Extrait fourni:
* * * * *

Un projet provocateur...

Provocation sur les salaires : depuis des années, la direction avait obtenu le droit d’embaucher à un salaire réduit de moitié, sous réserve que ces nouveaux embauchés rattrapent ensuite le salaire des anciens suffisamment rapidement pour qu’il n’y ait jamais plus de 25 % des travailleurs qui soient ainsi sous-payés. Or, aujourd’hui, 45 % des ouvriers de Fiat-Chrysler sont dans ce cas, les anciens salariés étant de plus en plus remplacés par des nouveaux sous-payés. De plus, le nouveau contrat entérinait le fait que, lorsque les vieux salariés auraient quitté l’entreprise, cette grille de salaire au rabais s’appliquerait à tous, ou du moins à presque tous, car des grilles de salaires encore plus défavorables devaient être appliquées pour la production de certaines pièces détachées !

* * * * *

Données:
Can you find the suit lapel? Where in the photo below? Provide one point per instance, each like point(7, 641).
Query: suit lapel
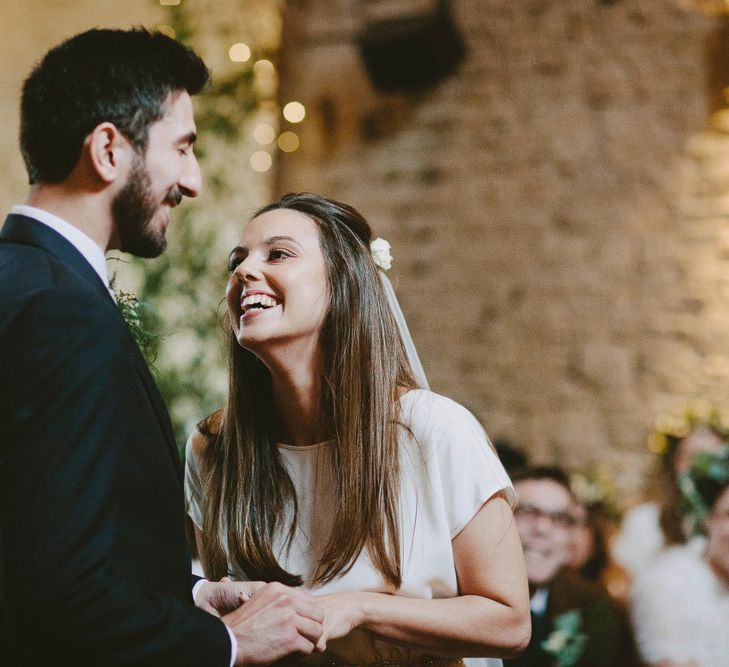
point(27, 231)
point(158, 405)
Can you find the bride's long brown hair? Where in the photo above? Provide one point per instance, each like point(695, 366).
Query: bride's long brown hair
point(364, 367)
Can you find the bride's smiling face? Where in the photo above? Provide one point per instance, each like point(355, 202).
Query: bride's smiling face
point(277, 292)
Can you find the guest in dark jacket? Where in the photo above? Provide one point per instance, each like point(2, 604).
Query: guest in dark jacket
point(574, 622)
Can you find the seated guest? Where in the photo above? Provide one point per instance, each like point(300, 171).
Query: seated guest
point(681, 605)
point(659, 523)
point(574, 621)
point(596, 522)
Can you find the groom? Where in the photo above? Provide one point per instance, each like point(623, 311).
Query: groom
point(94, 568)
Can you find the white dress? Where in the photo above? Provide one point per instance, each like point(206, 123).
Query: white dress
point(448, 470)
point(680, 609)
point(640, 539)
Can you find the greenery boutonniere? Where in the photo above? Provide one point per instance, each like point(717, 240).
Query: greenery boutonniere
point(130, 309)
point(566, 643)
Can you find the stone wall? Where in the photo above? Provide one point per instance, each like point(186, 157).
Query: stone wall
point(558, 209)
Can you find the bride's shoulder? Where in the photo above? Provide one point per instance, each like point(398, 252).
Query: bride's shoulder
point(204, 433)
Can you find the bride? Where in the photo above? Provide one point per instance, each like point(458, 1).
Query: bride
point(331, 467)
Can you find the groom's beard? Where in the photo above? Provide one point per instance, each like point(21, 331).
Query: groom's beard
point(134, 209)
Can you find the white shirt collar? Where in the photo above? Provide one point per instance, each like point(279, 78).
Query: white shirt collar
point(83, 243)
point(538, 603)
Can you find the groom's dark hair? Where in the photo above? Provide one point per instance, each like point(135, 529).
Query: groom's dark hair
point(120, 76)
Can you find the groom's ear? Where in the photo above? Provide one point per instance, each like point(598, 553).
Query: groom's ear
point(109, 153)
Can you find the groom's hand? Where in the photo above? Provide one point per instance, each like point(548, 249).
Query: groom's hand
point(222, 597)
point(275, 622)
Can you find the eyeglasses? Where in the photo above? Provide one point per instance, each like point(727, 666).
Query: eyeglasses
point(532, 513)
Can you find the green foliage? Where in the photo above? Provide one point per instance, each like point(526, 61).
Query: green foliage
point(566, 643)
point(131, 310)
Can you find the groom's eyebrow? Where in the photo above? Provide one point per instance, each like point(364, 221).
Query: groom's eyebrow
point(188, 139)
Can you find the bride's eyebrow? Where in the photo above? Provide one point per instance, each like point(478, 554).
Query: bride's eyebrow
point(273, 240)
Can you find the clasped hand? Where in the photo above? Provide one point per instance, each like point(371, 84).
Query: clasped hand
point(269, 620)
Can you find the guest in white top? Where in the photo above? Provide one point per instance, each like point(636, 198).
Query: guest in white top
point(681, 605)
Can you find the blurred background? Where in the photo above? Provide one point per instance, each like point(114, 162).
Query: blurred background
point(553, 176)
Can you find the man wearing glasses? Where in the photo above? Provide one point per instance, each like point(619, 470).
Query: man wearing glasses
point(573, 621)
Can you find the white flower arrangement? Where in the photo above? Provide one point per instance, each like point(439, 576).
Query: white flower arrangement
point(380, 250)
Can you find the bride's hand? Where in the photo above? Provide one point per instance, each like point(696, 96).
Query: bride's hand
point(221, 597)
point(343, 612)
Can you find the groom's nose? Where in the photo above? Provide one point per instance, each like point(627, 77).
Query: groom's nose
point(190, 181)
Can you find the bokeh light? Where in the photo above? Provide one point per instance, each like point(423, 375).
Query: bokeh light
point(239, 52)
point(294, 112)
point(261, 161)
point(288, 142)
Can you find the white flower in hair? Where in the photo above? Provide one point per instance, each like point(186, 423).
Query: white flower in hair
point(380, 250)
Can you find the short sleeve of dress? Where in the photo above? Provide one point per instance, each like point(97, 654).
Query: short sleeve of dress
point(193, 485)
point(462, 458)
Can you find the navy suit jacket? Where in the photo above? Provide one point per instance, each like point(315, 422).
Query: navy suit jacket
point(94, 566)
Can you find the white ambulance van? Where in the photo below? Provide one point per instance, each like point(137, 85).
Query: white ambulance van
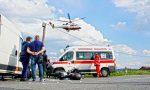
point(10, 46)
point(81, 58)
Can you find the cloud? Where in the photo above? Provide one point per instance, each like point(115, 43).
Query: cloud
point(146, 52)
point(119, 25)
point(121, 48)
point(139, 7)
point(26, 8)
point(134, 64)
point(29, 15)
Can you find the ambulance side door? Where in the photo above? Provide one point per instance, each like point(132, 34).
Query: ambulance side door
point(68, 57)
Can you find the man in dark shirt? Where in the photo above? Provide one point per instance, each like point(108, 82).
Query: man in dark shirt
point(45, 59)
point(25, 58)
point(36, 48)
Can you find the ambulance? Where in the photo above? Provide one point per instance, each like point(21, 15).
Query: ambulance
point(81, 58)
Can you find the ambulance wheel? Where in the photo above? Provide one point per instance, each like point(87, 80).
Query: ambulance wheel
point(105, 72)
point(59, 70)
point(94, 75)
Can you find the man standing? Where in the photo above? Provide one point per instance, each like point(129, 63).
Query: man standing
point(36, 48)
point(97, 64)
point(25, 58)
point(45, 59)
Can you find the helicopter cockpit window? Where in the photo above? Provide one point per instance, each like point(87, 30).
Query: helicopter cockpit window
point(67, 57)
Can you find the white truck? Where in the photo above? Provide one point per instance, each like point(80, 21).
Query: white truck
point(10, 46)
point(81, 58)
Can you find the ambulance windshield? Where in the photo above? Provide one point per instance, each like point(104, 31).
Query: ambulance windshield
point(67, 57)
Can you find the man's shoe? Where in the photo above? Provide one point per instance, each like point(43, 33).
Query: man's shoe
point(33, 80)
point(42, 80)
point(23, 79)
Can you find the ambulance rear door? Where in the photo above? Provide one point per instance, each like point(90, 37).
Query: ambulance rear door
point(66, 60)
point(84, 61)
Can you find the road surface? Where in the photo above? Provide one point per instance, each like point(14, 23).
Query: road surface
point(110, 83)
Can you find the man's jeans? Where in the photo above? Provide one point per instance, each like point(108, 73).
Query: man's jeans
point(34, 61)
point(25, 64)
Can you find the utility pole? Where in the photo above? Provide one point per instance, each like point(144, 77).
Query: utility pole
point(0, 25)
point(44, 31)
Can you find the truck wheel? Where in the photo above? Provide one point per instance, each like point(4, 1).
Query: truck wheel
point(105, 72)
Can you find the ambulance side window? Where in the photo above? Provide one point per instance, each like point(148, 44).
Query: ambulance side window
point(84, 56)
point(67, 57)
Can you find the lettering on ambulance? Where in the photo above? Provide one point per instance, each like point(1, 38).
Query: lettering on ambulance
point(84, 48)
point(88, 57)
point(84, 60)
point(66, 58)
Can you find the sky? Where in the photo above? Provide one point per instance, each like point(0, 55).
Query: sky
point(123, 24)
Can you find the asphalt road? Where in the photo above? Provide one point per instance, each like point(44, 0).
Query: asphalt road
point(110, 83)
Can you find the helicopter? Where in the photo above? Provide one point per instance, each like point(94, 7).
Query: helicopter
point(68, 25)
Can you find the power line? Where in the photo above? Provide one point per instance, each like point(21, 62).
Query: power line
point(97, 44)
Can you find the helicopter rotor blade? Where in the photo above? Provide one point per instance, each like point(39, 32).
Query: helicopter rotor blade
point(69, 17)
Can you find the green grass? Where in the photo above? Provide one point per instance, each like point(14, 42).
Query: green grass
point(130, 72)
point(123, 73)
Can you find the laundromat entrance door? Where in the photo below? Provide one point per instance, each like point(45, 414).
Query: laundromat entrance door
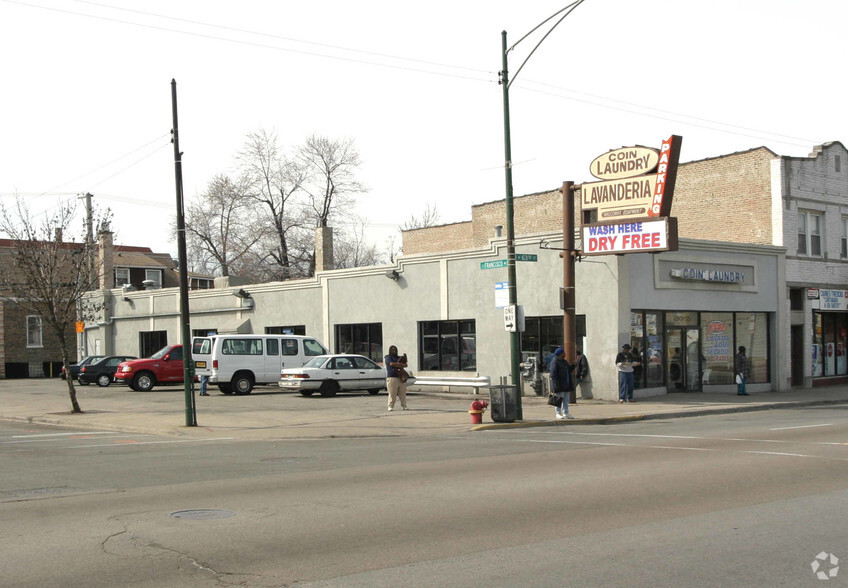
point(683, 367)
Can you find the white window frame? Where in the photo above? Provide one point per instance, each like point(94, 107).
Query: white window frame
point(122, 276)
point(808, 240)
point(154, 276)
point(35, 331)
point(843, 249)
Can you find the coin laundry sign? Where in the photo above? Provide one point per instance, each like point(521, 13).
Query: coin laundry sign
point(632, 201)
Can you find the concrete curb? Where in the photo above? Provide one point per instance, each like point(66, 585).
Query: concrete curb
point(656, 416)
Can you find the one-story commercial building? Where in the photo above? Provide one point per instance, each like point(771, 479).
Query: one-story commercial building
point(752, 255)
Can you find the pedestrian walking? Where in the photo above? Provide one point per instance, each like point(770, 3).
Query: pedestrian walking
point(395, 383)
point(581, 374)
point(624, 362)
point(743, 370)
point(562, 382)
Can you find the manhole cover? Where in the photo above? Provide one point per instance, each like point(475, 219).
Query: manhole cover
point(202, 514)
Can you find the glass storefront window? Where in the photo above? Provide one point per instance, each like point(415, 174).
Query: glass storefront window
point(752, 332)
point(652, 349)
point(830, 344)
point(448, 345)
point(718, 352)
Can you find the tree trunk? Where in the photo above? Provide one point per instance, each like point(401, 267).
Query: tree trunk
point(72, 391)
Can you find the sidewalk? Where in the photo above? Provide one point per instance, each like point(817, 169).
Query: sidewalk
point(271, 414)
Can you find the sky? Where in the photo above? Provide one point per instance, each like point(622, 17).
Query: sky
point(85, 104)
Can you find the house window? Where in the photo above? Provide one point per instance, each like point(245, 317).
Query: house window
point(365, 339)
point(447, 346)
point(809, 234)
point(34, 331)
point(122, 276)
point(843, 251)
point(154, 276)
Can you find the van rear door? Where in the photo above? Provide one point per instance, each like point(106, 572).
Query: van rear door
point(201, 355)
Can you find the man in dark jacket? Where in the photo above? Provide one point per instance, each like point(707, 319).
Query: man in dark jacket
point(561, 382)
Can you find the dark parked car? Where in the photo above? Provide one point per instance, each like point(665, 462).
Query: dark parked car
point(74, 368)
point(103, 370)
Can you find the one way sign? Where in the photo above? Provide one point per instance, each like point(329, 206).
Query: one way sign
point(513, 318)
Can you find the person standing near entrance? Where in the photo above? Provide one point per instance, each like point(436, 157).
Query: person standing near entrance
point(561, 382)
point(581, 374)
point(743, 370)
point(395, 365)
point(624, 362)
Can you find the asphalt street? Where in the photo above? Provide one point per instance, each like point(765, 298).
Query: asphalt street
point(735, 499)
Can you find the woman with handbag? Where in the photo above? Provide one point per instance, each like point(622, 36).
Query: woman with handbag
point(561, 383)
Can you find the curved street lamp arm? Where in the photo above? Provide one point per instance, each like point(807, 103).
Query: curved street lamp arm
point(570, 8)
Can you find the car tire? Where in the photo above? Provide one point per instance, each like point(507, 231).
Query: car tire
point(329, 389)
point(144, 382)
point(242, 384)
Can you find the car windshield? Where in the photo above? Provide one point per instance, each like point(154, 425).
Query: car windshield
point(316, 361)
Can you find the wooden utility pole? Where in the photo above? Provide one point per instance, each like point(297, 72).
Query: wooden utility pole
point(185, 331)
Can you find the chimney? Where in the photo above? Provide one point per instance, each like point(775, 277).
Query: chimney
point(105, 259)
point(323, 249)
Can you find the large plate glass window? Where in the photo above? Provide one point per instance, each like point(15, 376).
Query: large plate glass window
point(447, 345)
point(363, 339)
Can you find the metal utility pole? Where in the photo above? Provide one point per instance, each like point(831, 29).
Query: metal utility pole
point(569, 325)
point(515, 337)
point(191, 410)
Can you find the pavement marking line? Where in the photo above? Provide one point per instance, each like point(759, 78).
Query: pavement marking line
point(23, 441)
point(136, 444)
point(802, 427)
point(64, 434)
point(617, 445)
point(784, 454)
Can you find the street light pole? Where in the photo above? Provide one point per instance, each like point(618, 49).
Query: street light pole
point(514, 338)
point(514, 341)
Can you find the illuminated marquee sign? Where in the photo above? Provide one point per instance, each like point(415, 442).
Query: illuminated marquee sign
point(637, 182)
point(632, 237)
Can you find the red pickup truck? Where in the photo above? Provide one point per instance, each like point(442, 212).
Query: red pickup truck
point(163, 367)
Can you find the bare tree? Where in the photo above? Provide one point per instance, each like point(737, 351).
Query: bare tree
point(49, 277)
point(220, 231)
point(275, 180)
point(350, 249)
point(332, 166)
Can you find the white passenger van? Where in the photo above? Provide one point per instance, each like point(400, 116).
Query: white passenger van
point(237, 363)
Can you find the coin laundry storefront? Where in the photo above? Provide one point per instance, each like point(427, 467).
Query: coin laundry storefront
point(692, 309)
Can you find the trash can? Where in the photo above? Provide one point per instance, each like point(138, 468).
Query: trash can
point(503, 401)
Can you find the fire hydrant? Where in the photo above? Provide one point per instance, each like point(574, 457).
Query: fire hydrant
point(476, 412)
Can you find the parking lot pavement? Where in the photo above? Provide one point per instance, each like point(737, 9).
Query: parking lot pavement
point(269, 413)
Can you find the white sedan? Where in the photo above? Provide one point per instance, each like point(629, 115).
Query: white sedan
point(330, 374)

* * * * *

Consigne: Recopiez intégralement l'extrait sur les salaires chez Fiat-Chrysler. Les lignes n'ont aucun rapport avec l'extrait.

Corrigé:
Un projet provocateur...

Provocation sur les salaires : depuis des années, la direction avait obtenu le droit d’embaucher à un salaire réduit de moitié, sous réserve que ces nouveaux embauchés rattrapent ensuite le salaire des anciens suffisamment rapidement pour qu’il n’y ait jamais plus de 25 % des travailleurs qui soient ainsi sous-payés. Or, aujourd’hui, 45 % des ouvriers de Fiat-Chrysler sont dans ce cas, les anciens salariés étant de plus en plus remplacés par des nouveaux sous-payés. De plus, le nouveau contrat entérinait le fait que, lorsque les vieux salariés auraient quitté l’entreprise, cette grille de salaire au rabais s’appliquerait à tous, ou du moins à presque tous, car des grilles de salaires encore plus défavorables devaient être appliquées pour la production de certaines pièces détachées !